[Exercise goal] Whatever the records say, set them down exactly.

[Extracted information]
##############################

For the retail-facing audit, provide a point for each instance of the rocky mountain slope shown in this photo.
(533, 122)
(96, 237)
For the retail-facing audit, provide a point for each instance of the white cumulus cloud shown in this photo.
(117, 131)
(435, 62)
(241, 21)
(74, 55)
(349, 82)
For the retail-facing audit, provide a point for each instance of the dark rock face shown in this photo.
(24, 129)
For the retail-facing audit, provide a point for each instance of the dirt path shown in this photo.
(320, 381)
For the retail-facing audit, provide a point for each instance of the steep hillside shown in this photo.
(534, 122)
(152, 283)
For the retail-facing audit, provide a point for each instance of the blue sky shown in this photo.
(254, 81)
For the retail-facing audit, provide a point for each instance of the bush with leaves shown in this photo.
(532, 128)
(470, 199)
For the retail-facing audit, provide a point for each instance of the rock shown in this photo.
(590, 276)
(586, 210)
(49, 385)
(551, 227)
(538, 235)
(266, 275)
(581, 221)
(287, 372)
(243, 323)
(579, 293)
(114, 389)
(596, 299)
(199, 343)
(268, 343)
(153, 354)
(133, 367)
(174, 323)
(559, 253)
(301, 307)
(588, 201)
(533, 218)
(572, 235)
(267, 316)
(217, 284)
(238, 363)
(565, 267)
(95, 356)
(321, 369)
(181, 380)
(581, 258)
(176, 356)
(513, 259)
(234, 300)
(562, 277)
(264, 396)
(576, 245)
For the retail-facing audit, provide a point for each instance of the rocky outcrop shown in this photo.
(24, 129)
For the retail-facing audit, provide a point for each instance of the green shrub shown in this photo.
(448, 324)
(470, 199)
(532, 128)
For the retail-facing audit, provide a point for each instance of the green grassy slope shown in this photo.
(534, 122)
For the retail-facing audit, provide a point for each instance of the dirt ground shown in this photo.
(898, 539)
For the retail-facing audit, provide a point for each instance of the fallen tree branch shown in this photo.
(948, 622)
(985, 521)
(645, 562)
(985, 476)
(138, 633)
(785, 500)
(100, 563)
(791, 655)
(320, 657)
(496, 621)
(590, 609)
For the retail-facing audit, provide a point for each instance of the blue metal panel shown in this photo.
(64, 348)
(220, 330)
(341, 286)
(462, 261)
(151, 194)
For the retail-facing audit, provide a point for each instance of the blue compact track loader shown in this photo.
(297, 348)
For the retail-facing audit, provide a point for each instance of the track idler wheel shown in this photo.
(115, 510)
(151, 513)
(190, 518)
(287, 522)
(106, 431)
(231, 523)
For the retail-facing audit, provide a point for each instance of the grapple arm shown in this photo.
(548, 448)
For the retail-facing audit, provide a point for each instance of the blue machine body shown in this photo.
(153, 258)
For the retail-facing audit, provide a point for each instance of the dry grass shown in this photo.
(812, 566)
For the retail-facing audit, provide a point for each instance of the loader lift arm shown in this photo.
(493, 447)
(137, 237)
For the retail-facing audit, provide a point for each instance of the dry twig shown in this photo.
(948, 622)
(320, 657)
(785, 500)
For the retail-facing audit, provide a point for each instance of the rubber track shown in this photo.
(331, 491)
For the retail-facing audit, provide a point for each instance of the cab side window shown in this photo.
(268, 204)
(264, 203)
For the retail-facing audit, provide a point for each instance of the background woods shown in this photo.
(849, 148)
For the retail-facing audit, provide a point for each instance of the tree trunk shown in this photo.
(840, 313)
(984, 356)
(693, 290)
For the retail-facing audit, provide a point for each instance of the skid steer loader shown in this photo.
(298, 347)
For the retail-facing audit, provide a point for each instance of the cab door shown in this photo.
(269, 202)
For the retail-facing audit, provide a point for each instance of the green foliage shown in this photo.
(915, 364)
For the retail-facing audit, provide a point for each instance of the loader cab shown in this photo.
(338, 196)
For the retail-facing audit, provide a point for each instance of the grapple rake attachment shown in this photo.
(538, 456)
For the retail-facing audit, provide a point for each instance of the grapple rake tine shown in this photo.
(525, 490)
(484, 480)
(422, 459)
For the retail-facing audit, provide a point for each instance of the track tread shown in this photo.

##############################

[Answer box]
For the retail-facing audit, provide a point for each instance of the rocky mountain slope shown in this photo.
(533, 122)
(96, 237)
For the retail-facing audit, provide a point for each instance of the white cumulus cloud shown in this photo.
(117, 131)
(435, 62)
(241, 21)
(74, 55)
(349, 82)
For the retail-facing audit, provide a point for each instance of the dark rock face shown in this photo.
(24, 129)
For the retail-facing audit, provide a point for each instance of the dirt path shown in this photo.
(320, 381)
For the retail-facing audit, provide a point for each instance of the steep hillside shown in this photo.
(534, 122)
(152, 283)
For the retail-facing audit, provide a point for each instance of the blue sky shown in this photo.
(254, 81)
For the retail-facing audit, provide a point for each instance of the bush with leaves shown in this photo.
(532, 128)
(470, 199)
For the retail-facing audit, provide a point for each instance of the rock shown in this photo.
(590, 276)
(586, 210)
(49, 385)
(551, 227)
(538, 235)
(266, 275)
(581, 221)
(287, 372)
(243, 323)
(579, 293)
(114, 389)
(596, 299)
(199, 343)
(268, 343)
(153, 354)
(133, 367)
(174, 323)
(559, 253)
(301, 307)
(588, 201)
(533, 218)
(572, 235)
(267, 316)
(217, 284)
(238, 363)
(565, 267)
(95, 356)
(321, 369)
(181, 380)
(581, 258)
(176, 356)
(513, 259)
(234, 300)
(562, 277)
(264, 396)
(576, 245)
For the retail-facing audit, provide a point for each instance of the rocky outcrop shown in this photo.
(24, 129)
For the retail-facing audit, provide a point for each instance of the green shrub shown in this photo.
(448, 324)
(470, 199)
(532, 128)
For the retail-facing audit, provide a point for each instance of the green grassy slope shown in this photo.
(534, 122)
For the retail-facing audit, provide a point for each instance of the dirt ground shown in this photo.
(898, 539)
For the retail-facing audit, provide a point for each instance of the fallen tree branch shown in this photo.
(948, 622)
(985, 521)
(645, 562)
(985, 476)
(138, 633)
(785, 500)
(100, 563)
(791, 655)
(320, 657)
(496, 621)
(590, 609)
For the retail-facing audit, provide a point for each instance of the blue metal panel shown in this photo.
(64, 348)
(220, 330)
(341, 286)
(462, 261)
(151, 194)
For the retail-facing audit, provide a point for each instance of the blue compact track loader shown in this photo.
(297, 348)
For the retail-facing audit, provide a point for each instance of the track idler wheel shown in this photo.
(115, 510)
(151, 513)
(190, 518)
(287, 522)
(106, 431)
(231, 523)
For the retail-facing audit, provide a point for each instance of the grapple arm shown in this photo.
(548, 448)
For the retail-facing audit, provide a point for each instance of the blue machine body shown in this photo.
(153, 258)
For the retail-facing audit, provide a point for each instance of the dry grass shown in this photo.
(812, 566)
For the retail-facing audit, provide a point for each instance of the loader lift arm shown in this photo.
(493, 447)
(137, 237)
For the retail-facing audit, provide a point for each instance of the dry twig shown in this photo.
(948, 622)
(320, 657)
(785, 500)
For the retail-facing audit, provide a point for each instance of the rubber track shown in this photo.
(331, 491)
For the retail-facing audit, provide a point for each instance of the cab side window shown in this photo.
(268, 204)
(264, 203)
For the retail-facing audit, provide a point for each instance of the background woods shown in this photo.
(849, 148)
For the retail-facing audit, provide a point for each instance of the tree trunk shown in this photo.
(840, 313)
(984, 356)
(693, 290)
For the retail-facing audit, provide a point for each instance of the skid steer loader shown in this photo.
(298, 347)
For the retail-facing audit, provide a point for each instance of the cab door shown in this photo.
(269, 202)
For the retail-facing audit, provide a point for each instance of the green foliage shown in this photo.
(915, 364)
For the retail-facing audit, provide a point for each instance of the loader cab shown in this photo.
(338, 196)
For the retail-facing audit, provide a point for each instance of the grapple rake attachment shown in this photo.
(538, 456)
For the retail-facing audit, provide a point for each instance of the grapple rake tine shown in this photo.
(525, 490)
(484, 480)
(422, 459)
For the retail-facing audit, provide a point for each instance of the track tread shown in this photo.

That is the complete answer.